-- Task requirements --
Could you put everything from the start of the material down to and including the line containing "[929,141,975,202]" into a JSON list of strings, one string per line, with blank lines dropped and the pictures left out?

******

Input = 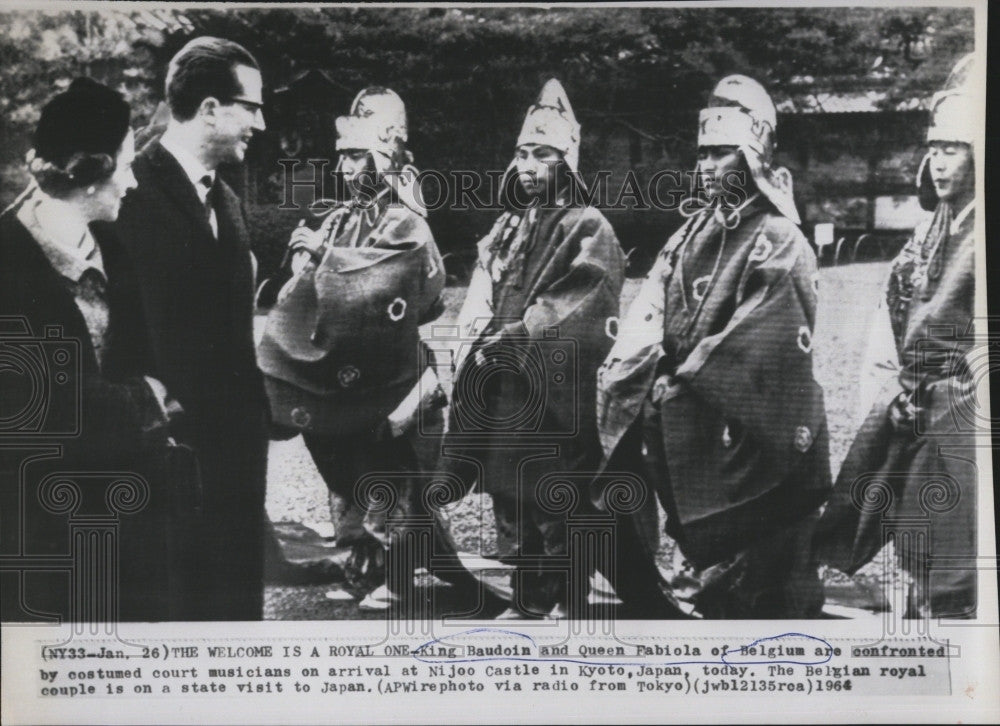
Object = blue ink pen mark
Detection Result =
[411,628,833,668]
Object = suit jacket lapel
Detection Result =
[143,141,215,239]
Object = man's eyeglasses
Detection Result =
[229,98,264,114]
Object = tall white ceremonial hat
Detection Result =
[336,86,407,160]
[698,75,800,224]
[517,78,580,171]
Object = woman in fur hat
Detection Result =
[0,78,189,621]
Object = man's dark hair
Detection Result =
[167,36,259,121]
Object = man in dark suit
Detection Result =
[111,37,268,620]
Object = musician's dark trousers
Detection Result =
[303,416,479,595]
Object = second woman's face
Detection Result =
[88,129,139,222]
[929,141,975,202]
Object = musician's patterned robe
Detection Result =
[598,200,830,618]
[445,206,625,613]
[816,203,978,617]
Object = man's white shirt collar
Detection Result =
[17,187,107,282]
[160,131,215,204]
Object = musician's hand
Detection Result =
[288,219,323,275]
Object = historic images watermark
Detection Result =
[278,158,747,212]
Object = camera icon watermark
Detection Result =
[0,316,82,438]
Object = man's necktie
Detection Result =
[198,174,219,237]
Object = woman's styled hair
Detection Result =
[167,36,259,121]
[28,78,131,197]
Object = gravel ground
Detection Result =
[258,262,888,620]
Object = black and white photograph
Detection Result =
[0,0,1000,724]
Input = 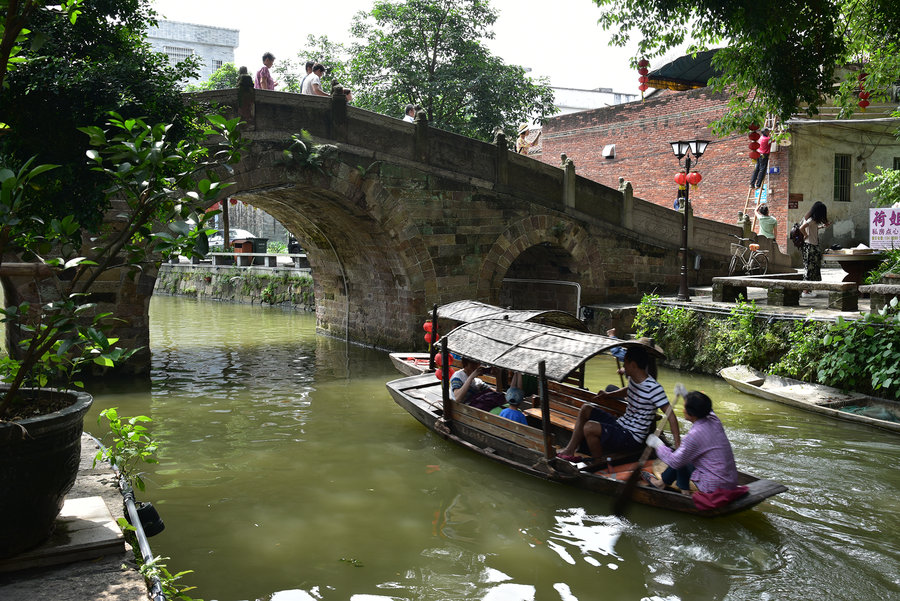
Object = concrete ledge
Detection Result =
[712,274,860,311]
[859,284,900,312]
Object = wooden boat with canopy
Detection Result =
[390,300,588,376]
[387,319,787,516]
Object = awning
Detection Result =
[446,319,665,382]
[438,300,588,332]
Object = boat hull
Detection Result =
[387,374,787,517]
[719,365,900,433]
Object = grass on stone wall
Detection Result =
[634,295,900,398]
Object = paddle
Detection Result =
[613,382,687,517]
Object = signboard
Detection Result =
[869,208,900,249]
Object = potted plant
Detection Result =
[0,0,241,558]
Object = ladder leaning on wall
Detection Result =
[744,115,776,232]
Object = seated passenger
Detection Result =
[643,391,738,492]
[450,357,506,411]
[557,347,681,461]
[500,372,528,426]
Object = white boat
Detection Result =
[719,365,900,432]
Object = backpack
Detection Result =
[788,223,803,248]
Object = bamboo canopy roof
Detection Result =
[446,319,665,382]
[438,300,588,332]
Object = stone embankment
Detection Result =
[154,263,316,311]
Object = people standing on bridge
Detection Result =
[756,202,778,240]
[800,201,831,296]
[300,63,328,96]
[750,127,772,190]
[253,52,278,90]
[300,61,316,94]
[516,123,541,155]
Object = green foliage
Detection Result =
[634,294,700,369]
[282,129,337,172]
[276,0,557,141]
[767,320,829,382]
[866,248,900,284]
[140,556,203,601]
[818,298,900,398]
[856,165,900,207]
[594,0,900,135]
[94,407,159,490]
[184,63,241,92]
[0,0,202,232]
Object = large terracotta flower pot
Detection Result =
[0,390,93,558]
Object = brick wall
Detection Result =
[536,88,788,248]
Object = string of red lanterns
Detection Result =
[638,58,650,100]
[856,71,869,112]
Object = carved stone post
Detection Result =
[619,177,634,230]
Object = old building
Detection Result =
[538,48,900,250]
[147,21,240,83]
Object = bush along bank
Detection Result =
[154,263,316,311]
[634,295,900,398]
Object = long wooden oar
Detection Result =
[613,383,687,517]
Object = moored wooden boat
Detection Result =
[387,320,787,516]
[390,300,588,376]
[719,365,900,433]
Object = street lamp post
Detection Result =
[669,140,709,302]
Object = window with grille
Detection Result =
[163,46,194,65]
[834,154,850,202]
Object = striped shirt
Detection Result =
[656,413,738,492]
[618,375,669,443]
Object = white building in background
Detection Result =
[147,21,240,83]
[550,86,641,116]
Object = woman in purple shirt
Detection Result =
[644,391,738,492]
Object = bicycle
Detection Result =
[728,234,769,275]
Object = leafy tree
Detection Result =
[0,0,197,228]
[279,0,556,140]
[184,63,241,92]
[594,0,900,134]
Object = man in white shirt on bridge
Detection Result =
[300,63,328,96]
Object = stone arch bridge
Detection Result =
[1,81,786,371]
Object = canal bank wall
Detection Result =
[153,263,316,312]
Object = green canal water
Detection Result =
[86,297,900,601]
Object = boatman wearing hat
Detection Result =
[556,347,681,461]
[516,123,541,155]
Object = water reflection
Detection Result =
[86,297,900,601]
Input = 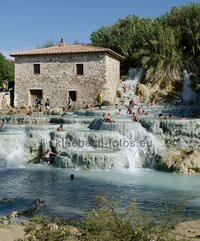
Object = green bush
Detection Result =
[20,197,186,241]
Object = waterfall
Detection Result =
[90,119,165,169]
[119,68,145,100]
[121,123,165,170]
[0,132,26,168]
[181,69,197,102]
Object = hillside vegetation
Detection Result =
[91,3,200,99]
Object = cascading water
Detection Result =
[0,132,26,168]
[90,120,165,170]
[119,68,145,103]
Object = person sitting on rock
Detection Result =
[27,106,33,116]
[44,98,50,111]
[43,149,57,165]
[104,113,115,123]
[0,120,5,130]
[127,107,133,115]
[133,112,139,122]
[96,92,103,109]
[57,125,64,131]
[117,109,122,115]
[68,96,73,109]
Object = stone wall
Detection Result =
[15,53,119,107]
[0,92,10,110]
[105,55,120,104]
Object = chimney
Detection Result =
[58,38,65,47]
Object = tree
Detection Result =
[91,3,200,96]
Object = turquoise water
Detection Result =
[0,165,200,218]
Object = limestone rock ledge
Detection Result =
[156,147,200,174]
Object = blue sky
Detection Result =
[0,0,200,56]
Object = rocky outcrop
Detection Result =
[156,148,200,174]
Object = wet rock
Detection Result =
[156,148,200,174]
[0,197,12,204]
[19,199,45,216]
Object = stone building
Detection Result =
[11,40,124,107]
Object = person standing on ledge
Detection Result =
[97,92,103,109]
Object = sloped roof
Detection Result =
[10,44,124,60]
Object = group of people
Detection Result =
[103,113,115,123]
[1,95,8,111]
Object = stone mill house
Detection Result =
[11,39,124,107]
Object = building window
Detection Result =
[33,64,40,74]
[69,90,77,101]
[76,64,83,75]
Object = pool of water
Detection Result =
[0,165,200,219]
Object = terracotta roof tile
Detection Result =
[10,44,124,60]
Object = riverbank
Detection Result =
[0,220,200,241]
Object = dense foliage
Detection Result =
[0,53,14,89]
[91,3,200,94]
[20,197,186,241]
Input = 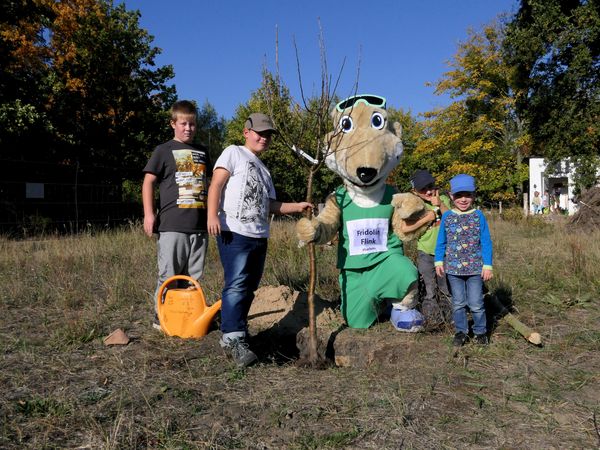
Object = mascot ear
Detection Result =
[394,122,402,138]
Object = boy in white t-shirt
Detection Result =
[208,113,312,367]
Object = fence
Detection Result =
[0,160,142,234]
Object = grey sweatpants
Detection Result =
[153,231,208,312]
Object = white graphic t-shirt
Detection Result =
[214,145,275,238]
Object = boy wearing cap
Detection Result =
[208,113,312,367]
[142,100,211,330]
[435,174,493,347]
[402,169,451,330]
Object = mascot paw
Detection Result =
[392,192,429,242]
[392,192,425,219]
[397,286,419,310]
[296,217,317,243]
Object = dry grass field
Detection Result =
[0,211,600,449]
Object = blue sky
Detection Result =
[124,0,518,119]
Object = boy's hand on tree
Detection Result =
[144,214,156,237]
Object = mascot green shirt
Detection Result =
[335,186,418,328]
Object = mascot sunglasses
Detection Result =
[335,94,386,112]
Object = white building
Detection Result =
[529,158,577,215]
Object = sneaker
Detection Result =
[452,331,469,347]
[473,334,490,345]
[219,337,258,367]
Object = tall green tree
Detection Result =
[195,101,227,162]
[412,23,528,201]
[504,0,600,187]
[0,0,175,176]
[388,107,424,192]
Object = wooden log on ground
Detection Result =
[488,295,542,345]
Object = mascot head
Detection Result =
[325,94,404,190]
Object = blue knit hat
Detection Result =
[450,173,475,194]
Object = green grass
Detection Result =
[0,215,600,449]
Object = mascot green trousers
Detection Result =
[335,186,418,328]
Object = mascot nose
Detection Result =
[356,167,377,183]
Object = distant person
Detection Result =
[542,189,550,214]
[142,100,211,329]
[435,174,493,347]
[208,113,312,367]
[531,191,544,215]
[552,185,562,214]
[401,169,452,330]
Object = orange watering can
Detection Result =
[156,275,221,338]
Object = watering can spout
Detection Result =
[156,275,222,338]
[190,300,221,337]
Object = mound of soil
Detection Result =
[569,187,600,231]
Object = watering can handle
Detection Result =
[156,275,204,302]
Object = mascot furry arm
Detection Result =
[296,192,429,244]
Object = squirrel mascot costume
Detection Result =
[296,95,424,328]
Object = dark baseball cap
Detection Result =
[244,113,277,133]
[410,169,435,191]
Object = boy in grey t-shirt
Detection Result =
[142,100,211,329]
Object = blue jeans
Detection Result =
[217,231,267,333]
[448,274,487,334]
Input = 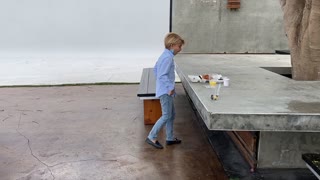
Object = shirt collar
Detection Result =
[164,49,174,58]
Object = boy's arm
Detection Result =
[157,58,174,95]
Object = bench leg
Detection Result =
[143,99,162,125]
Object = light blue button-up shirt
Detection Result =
[153,49,175,97]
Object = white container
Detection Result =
[223,77,230,86]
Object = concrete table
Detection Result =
[175,54,320,168]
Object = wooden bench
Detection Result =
[302,153,320,179]
[137,68,162,125]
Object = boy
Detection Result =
[146,33,184,149]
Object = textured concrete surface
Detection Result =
[0,84,227,180]
[258,131,320,168]
[172,0,288,53]
[175,54,320,132]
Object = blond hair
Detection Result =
[164,32,184,49]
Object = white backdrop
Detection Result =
[0,0,170,85]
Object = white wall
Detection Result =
[0,0,169,57]
[0,0,170,86]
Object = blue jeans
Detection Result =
[148,94,176,141]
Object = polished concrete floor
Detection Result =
[0,84,227,180]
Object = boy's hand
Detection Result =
[168,89,174,96]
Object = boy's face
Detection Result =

******

-- Output of the task --
[
  "Input = ",
  "Object = blue ink pen mark",
  "Detection Result =",
  "[411,628,833,668]",
  "Object = suit jacket lapel",
  "Detection Result =",
  "[143,141,215,239]",
  "Object = man's eyeglasses",
  "Detection Result =",
  "[229,98,264,114]",
  "Object = tall white ceremonial hat",
  "Detection Result =",
  "[336,86,407,160]",
  "[698,75,800,224]",
  "[517,78,580,171]",
  "Object = woman in fur hat",
  "Detection Result =",
  "[0,78,189,621]",
  "Object = man's dark hair",
  "Detection Result =",
  "[167,36,259,121]",
  "Object = man in dark suit",
  "Detection Result =",
  "[111,37,268,620]",
  "Object = musician's dark trousers",
  "Detection Result =",
  "[303,416,479,595]",
  "Object = second woman's face",
  "Detection Result =",
  "[88,129,139,222]",
  "[929,141,975,202]"
]